Keywords

1 Introduction

Image reconstruction from down-sampled or limited measurements, e.g., low dose and limited angle CT, are examples of ill-posed inverse problems, which can be formulated as estimating the image \(u\in X\) from the measurement \(g\in Y\),

$$\begin{aligned} g = Au + n, \end{aligned}$$
(1)

where the reconstruction space X and data space Y are typically Hilbert space, \(A:X\rightarrow Y\) is the projection matrix for sparse CT, and \(n\in Y\) is the random noises generated during the imaging processes. The goal of CT reconstruction is to recover the image u from the set of acquired projection data g. For the sparse-view CT, the system matrix, denoted by \(A_S\), has fewer rows than columns so that there is a nontrivial nullspace and has infinity many solutions. Even if the solution of the inverse problem exists and is unique, the linear operator \(A_S\) may still be ill-conditioned such that the condition number \(\Vert A\Vert \Vert A^{-1}\Vert \) is large and the linear system (1) is sensitive to the perturbations in data.

One way for the ill-posed inverse problem is to introduce certain regularity into the problem to guarantee the existence, uniqueness and stability of the solution. The general regularization method gives the following energy minimization problem

$$\begin{aligned} \min _{u\in X} ~ \mathcal D(Au,g)+\mathcal R(u), \end{aligned}$$
(2)

▸ TASKS AND EXERCISES:
(a) In the CT reconstruction passage, what is the goal of CT reconstruction?
(b) Decide whether each statement agrees with the CT reconstruction passage. Give yes or no for each, with the deciding words of the passage quoted.
(i) For sparse-view CT, the system matrix has fewer rows than columns.
(ii) The reconstruction space and data space are typically Banach spaces.
(iii) Regularity is introduced to guarantee the existence, uniqueness and stability of the solution.
(c) Carry on the CT reconstruction passage from the point where it stops.

▸ DATA EXCERPT:
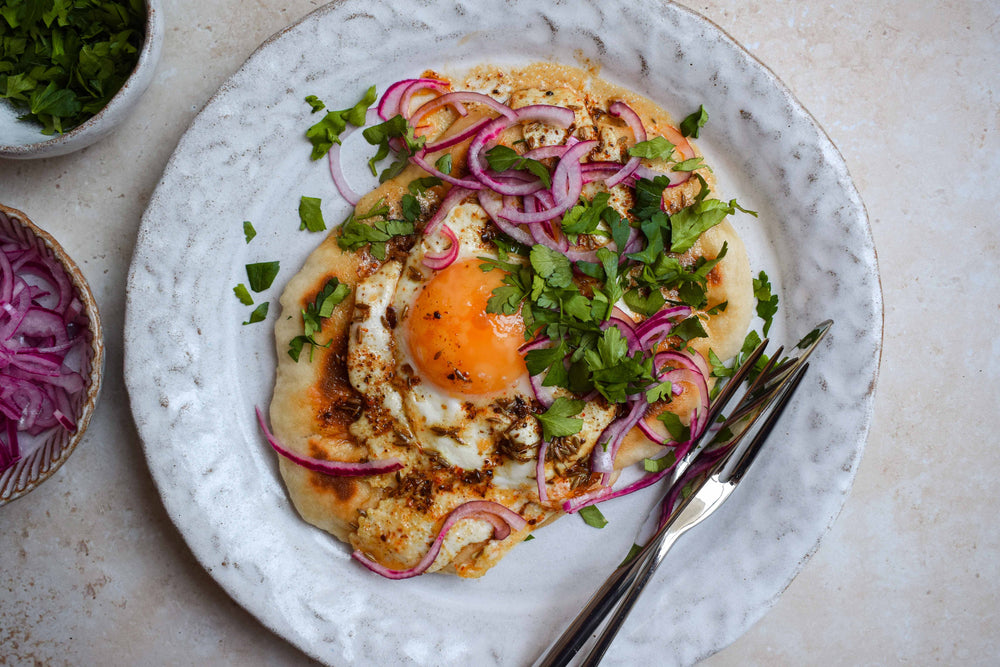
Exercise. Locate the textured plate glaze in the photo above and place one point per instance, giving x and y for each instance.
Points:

▸ OUTPUTS IN ORDER:
(a) To recover the image u from the set of acquired projection data g.

(b)
(i) Yes: "has fewer rows than columns"
(ii) No: "are typically Hilbert space"
(iii) Yes: "to guarantee the existence, uniqueness and stability of the solution"

(c)
where \(\mathcal D(Au,g)\) is the data fidelity term and \(\mathcal R(u)\) is the regularization. Thus, the task of solving (2) mainly includes: (1) how to define the data fidelity to describe the interrelationship between g and u; and (2) how to model the regularization according to the prior information of u. In case of additive Gaussian noise and u being piecewise constant, we can obtain the well-known total variation minimization model for CT reconstruction [7]. Although TV regularization improves the reconstruction quality compared to analytical reconstruction such as filtered back-projection (FBP) method, it is still not judicious to choose the data fidelity and regularization in such a sophisticated way.

Due to the development of deep convolutional neural networks (CNN) in a broad range of computer vision tasks, deep learning techniques are being actively used in medical imaging community. The pioneer work of Yang et al. [8] reformulated an ADMM algorithm for compressive sensing MR imaging into a deep network by learning the parameters end-to-end in the training phase. Jin et al. [4] used the deep CNN as a post-processing step after the reconstruction of FBP to mitigate noises and artifacts. Adler and Öktem [1] proposed the learned primal dual algorithm for CT reconstruction by unrolling the proximal primal-dual optimization method and replacing the proximal operators with CNNs. Liu, Kuang and Zhang [6] used a deep learning regularization structure to learn the data consistence from the observed data. Dong, Li and Shen [3] proposed a joint spatial-Radon domain reconstruction (JSR) model for sparse view CT imaging, and was recently reformulated into the feed-forward deep network [9]. Learning-based models have been already proven efficient for image reconstruction problems.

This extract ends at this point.